• **Exercise aim**
Return every record verbatim.

• **Recorded data**
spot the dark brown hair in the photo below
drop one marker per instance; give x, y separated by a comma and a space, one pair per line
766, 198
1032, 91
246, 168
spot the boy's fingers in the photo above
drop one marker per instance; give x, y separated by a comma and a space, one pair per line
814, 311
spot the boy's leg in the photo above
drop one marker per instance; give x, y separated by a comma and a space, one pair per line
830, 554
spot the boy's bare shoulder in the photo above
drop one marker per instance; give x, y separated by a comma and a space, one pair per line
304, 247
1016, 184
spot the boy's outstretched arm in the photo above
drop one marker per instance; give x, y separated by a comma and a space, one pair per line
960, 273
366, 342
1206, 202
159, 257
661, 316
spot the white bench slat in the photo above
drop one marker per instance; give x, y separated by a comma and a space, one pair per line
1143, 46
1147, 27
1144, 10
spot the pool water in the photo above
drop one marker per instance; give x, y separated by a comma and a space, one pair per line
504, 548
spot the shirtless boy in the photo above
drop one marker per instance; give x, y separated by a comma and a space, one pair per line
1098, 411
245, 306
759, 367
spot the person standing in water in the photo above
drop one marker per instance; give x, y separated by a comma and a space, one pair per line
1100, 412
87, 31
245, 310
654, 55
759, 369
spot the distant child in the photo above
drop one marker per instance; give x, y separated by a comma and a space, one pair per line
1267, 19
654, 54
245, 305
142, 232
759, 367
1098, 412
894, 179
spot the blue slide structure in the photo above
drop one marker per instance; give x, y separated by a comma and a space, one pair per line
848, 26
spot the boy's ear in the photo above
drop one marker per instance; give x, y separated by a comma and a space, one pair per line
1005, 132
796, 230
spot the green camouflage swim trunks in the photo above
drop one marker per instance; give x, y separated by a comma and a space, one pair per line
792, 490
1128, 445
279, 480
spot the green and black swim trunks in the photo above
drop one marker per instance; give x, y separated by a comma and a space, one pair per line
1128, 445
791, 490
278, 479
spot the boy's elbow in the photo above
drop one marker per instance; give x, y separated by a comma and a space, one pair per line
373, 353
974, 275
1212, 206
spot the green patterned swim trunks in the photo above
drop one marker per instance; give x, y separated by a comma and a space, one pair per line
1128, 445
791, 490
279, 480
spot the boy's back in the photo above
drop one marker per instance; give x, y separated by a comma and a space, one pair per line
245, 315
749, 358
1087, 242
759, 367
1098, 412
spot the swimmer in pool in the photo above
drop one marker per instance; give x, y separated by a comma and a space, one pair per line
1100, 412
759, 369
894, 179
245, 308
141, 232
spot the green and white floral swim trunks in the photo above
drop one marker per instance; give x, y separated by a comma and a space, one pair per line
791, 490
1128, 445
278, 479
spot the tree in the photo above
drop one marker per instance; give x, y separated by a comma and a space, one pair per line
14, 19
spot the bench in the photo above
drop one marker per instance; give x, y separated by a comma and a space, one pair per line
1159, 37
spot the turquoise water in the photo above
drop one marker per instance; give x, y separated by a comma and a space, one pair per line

• **Answer below**
spot the dark brown hair in the photo below
drop one marker per instance; give x, y separated by a comma and a space, one pair per line
766, 198
1032, 91
246, 168
spot the boy's fingers in the photo above
drop one marker per instance; give x, y separated by a comma and a space, one pair per line
814, 311
spot the boy's leg in the photo above
drop one marker per instance; give x, y separated by a comma and a space, one pair per line
830, 554
spot the boy's bare shoulder in the photo above
drop one marker per instance; give x, y separated by a comma and a space, one pair per line
304, 247
1016, 184
spot the boy's outstretched arm in the photo above
drop one marker per instance; give x, y separated by a comma and a space, one pair per line
960, 273
366, 342
1206, 202
159, 257
661, 316
spot the white bench slat in the photo above
drop one marker per instance; give x, y separated by a comma and a space, one pair per line
1143, 46
1147, 27
1144, 10
spot the pool water in the photo above
drop one marker per instance; give x, y separated by a comma and a space, one pair per line
504, 548
spot the shirtless boy in the photo above
drop one marker per instance; give x, y separated by a comma and a space, one pair per line
1098, 411
245, 306
759, 367
spot the person standing in water in the photo above
drop one marker per instance; give x, y separated by a comma and a space, one pair per line
1100, 412
87, 31
245, 310
654, 55
759, 369
spot the distant child in the photo above
drop one marker per instance; give x, y separated by a comma and a space, one pair per line
1267, 19
654, 54
245, 305
142, 232
759, 367
1098, 412
894, 179
spot the blue slide structure in the photo above
drop one marker per instance; give x, y separated by a comma and a space, one pair per line
848, 26
spot the boy's ear in the photo above
drop one marker per instance; give x, y separated by a comma and a space, one pair per line
1005, 132
796, 230
spot the green camouflage swim trunks in the photo above
drop one marker per instance; give x, y separated by a comma and a space, one pair per line
792, 490
1128, 445
279, 480
spot the green and black swim trunks in the photo above
drop one marker per instance; give x, y separated by a comma and a space, one pair per line
1128, 445
791, 490
278, 479
spot the boy's elbow in the photo above
drop one marker per instance; give x, y separated by a comma and a space, one pair per line
373, 353
974, 275
1212, 206
spot the green patterned swim trunks in the photo above
drop one marker per instance; give x, y separated by a comma and a space, one pair per line
1128, 445
791, 490
279, 480
spot the boy's back in the photo above
drop one marker per instance; give x, y separated by a comma and a space, one pair per line
245, 315
749, 358
1087, 242
759, 367
1098, 412
spot the swimmer in pool in the photo above
drop one marker per instance; give x, y separated by a comma and a space, one pair per line
1100, 412
759, 369
894, 179
245, 308
141, 232
spot the green and white floral swim trunks in the photo above
drop one marker per instance; give x, y separated by a comma and a space, one pair per line
791, 490
1128, 445
278, 479
spot the tree in the photo above
drop one marker per instance; give x, y separated by a comma and a space, one pair per line
14, 19
spot the bench in the photo above
drop one marker per instance; give x, y separated by a comma and a space, one pair per line
1159, 37
spot the turquoise water in the photo above
drop one marker per instance; give x, y separated by a comma and a space, one pair per line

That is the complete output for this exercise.